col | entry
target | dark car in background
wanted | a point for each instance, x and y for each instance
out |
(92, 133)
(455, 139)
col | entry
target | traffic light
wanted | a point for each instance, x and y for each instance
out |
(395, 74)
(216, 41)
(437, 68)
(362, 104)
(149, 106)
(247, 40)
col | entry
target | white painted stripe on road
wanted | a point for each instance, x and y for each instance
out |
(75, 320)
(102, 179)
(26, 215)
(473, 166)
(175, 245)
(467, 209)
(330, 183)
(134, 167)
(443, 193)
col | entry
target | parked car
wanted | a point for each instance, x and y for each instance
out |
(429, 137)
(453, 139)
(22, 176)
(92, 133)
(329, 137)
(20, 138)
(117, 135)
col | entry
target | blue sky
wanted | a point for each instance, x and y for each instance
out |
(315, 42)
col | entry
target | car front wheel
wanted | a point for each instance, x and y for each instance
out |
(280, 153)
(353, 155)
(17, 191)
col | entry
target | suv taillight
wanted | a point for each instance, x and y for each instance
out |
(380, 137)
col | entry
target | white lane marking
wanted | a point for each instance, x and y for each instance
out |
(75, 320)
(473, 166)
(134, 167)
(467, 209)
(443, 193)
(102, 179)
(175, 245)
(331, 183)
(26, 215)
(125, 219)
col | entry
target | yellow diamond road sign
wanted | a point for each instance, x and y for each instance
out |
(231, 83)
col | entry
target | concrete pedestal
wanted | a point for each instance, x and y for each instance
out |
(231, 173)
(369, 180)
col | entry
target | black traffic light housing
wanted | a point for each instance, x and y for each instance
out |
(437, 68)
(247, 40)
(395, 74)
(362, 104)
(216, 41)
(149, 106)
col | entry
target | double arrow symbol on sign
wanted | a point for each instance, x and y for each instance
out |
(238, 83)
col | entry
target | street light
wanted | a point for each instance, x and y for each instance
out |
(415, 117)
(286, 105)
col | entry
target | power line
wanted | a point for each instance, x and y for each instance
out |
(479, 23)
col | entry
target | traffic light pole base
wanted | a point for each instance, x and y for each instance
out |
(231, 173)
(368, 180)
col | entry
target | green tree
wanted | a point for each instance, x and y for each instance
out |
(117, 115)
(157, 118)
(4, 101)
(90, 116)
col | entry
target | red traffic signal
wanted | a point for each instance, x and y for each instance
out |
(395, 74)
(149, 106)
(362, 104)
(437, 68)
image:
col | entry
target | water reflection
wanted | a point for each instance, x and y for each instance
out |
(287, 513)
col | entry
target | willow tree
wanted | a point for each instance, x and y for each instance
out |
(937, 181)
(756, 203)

────────────────────────────────────────

## Work item:
To answer, state the number of lines in the records holding the string "traffic", and leave out everything else.

## Response box:
4